Copy out word for word the stretch of lines below from the line containing "Given the image above, determine whether any snow" through the line containing "[[688, 0, 1342, 349]]", and nothing else.
··· Input material ···
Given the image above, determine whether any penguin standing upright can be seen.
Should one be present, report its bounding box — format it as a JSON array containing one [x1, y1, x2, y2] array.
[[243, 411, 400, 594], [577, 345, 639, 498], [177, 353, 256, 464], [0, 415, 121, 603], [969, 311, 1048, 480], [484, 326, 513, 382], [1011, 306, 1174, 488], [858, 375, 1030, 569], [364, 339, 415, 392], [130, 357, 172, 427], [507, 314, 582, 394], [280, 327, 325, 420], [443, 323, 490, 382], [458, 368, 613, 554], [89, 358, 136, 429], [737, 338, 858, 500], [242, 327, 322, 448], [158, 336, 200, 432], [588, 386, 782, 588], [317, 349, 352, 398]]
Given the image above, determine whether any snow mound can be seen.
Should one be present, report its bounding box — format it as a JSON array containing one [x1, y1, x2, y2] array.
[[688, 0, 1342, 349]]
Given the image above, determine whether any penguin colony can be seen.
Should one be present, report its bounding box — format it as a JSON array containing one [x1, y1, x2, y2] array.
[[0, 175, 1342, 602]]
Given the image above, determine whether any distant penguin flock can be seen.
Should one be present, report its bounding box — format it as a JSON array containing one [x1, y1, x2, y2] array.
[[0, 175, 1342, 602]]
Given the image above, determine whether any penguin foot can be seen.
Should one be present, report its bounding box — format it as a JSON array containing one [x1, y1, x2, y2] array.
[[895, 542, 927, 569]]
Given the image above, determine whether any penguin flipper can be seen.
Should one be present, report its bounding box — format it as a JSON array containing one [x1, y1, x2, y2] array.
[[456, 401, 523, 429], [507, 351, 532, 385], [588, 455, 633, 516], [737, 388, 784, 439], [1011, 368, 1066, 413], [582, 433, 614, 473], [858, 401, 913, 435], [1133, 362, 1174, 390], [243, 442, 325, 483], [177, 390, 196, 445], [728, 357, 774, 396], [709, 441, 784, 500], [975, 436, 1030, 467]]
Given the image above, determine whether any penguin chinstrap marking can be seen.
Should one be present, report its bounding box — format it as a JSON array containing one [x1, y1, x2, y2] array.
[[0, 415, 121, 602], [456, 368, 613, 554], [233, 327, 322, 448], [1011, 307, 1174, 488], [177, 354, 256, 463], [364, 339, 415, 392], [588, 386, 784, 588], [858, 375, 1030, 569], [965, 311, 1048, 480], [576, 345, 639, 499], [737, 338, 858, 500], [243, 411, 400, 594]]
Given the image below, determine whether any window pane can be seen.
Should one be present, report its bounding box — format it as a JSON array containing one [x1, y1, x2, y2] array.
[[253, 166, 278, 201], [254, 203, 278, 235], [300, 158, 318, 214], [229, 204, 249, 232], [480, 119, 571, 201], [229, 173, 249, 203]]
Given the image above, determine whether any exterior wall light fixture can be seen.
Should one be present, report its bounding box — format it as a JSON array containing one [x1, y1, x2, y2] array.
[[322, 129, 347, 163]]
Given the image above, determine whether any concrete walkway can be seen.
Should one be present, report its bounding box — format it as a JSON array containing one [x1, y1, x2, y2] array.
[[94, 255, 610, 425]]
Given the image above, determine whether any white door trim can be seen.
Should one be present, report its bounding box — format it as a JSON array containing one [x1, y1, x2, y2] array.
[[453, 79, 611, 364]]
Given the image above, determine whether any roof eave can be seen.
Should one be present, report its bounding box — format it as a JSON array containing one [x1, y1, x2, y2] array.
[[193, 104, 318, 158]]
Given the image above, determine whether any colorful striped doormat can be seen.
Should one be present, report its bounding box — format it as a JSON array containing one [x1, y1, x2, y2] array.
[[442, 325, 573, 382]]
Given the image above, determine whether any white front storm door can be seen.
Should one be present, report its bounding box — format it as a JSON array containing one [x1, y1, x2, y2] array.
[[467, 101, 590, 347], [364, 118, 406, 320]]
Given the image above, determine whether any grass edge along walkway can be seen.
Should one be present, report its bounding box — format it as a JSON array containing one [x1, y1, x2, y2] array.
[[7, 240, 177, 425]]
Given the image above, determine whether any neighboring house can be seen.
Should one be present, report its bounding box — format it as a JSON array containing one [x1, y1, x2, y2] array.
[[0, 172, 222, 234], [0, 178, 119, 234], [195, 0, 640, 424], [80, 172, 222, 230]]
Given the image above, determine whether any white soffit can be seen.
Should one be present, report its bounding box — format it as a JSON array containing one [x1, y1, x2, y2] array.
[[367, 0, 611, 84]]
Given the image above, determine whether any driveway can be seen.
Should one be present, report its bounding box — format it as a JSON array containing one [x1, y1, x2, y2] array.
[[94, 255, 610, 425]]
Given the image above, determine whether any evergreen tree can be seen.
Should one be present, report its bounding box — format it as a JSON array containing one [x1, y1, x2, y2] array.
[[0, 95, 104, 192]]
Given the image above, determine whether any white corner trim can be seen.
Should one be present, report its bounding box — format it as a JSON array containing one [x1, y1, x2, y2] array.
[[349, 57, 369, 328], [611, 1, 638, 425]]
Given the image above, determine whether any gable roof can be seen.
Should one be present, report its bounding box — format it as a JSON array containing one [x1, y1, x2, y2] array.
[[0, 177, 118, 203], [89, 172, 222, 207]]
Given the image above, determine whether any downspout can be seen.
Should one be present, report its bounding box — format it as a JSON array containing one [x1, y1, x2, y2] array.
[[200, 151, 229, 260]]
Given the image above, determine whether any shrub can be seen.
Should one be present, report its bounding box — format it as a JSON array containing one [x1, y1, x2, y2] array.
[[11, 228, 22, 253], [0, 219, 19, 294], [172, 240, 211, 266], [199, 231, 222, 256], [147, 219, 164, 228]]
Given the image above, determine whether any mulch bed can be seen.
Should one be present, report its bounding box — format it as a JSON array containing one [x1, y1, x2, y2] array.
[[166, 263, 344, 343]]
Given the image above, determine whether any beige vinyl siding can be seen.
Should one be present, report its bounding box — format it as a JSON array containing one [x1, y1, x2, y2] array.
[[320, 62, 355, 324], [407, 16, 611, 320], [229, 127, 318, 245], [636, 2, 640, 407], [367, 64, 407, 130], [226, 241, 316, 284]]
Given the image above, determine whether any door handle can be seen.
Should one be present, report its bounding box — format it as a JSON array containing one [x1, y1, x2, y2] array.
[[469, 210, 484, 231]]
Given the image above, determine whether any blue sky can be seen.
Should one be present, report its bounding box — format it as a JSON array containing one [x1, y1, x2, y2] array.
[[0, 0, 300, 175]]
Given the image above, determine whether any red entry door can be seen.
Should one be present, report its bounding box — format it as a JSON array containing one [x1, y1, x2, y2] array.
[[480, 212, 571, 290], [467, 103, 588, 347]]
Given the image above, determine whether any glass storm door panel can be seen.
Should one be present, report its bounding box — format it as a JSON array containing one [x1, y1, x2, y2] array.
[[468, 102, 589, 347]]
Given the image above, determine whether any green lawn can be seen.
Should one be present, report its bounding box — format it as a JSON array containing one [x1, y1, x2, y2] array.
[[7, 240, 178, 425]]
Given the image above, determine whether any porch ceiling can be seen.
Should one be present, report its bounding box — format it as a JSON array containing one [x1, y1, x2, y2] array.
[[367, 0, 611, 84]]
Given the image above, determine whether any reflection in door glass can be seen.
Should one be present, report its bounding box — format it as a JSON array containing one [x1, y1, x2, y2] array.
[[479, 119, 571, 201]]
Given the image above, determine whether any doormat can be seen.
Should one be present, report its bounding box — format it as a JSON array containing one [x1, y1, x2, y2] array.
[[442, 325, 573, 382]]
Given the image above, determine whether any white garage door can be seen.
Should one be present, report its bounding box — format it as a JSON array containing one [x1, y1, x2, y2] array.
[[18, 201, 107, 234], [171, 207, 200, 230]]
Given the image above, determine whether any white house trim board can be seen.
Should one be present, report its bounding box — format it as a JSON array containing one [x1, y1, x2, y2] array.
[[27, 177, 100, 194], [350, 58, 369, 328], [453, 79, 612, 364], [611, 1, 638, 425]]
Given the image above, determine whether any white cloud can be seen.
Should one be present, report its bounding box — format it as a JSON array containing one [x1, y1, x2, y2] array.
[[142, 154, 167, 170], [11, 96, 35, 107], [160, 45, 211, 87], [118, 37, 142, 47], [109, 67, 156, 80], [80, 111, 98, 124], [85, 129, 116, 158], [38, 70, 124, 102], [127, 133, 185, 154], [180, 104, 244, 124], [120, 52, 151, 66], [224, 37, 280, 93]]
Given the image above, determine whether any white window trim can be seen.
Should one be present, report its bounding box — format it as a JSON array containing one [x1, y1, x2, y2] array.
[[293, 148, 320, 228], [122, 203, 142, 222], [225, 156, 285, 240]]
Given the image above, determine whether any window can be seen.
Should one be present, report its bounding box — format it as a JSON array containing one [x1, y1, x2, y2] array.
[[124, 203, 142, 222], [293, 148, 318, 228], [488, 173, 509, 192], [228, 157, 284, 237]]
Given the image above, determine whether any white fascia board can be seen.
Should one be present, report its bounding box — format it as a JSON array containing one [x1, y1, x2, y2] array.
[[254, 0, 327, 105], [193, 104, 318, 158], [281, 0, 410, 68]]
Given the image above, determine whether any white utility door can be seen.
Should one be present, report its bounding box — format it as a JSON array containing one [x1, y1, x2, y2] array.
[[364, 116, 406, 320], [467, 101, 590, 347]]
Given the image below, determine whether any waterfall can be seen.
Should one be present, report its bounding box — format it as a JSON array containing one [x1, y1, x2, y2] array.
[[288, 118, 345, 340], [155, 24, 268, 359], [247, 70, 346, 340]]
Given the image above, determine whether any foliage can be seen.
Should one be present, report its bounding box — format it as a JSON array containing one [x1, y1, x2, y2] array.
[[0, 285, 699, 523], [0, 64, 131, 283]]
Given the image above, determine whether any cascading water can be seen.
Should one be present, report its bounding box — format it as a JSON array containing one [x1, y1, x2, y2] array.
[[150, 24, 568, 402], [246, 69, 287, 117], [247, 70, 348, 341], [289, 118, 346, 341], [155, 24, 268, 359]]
···
_Complete answer_:
Given the image above, determine whether any snow mound can be seen.
Should one be present, report its bounding box — format it as a JSON array containing one [x1, y1, x2, y2] array.
[[688, 0, 1342, 349]]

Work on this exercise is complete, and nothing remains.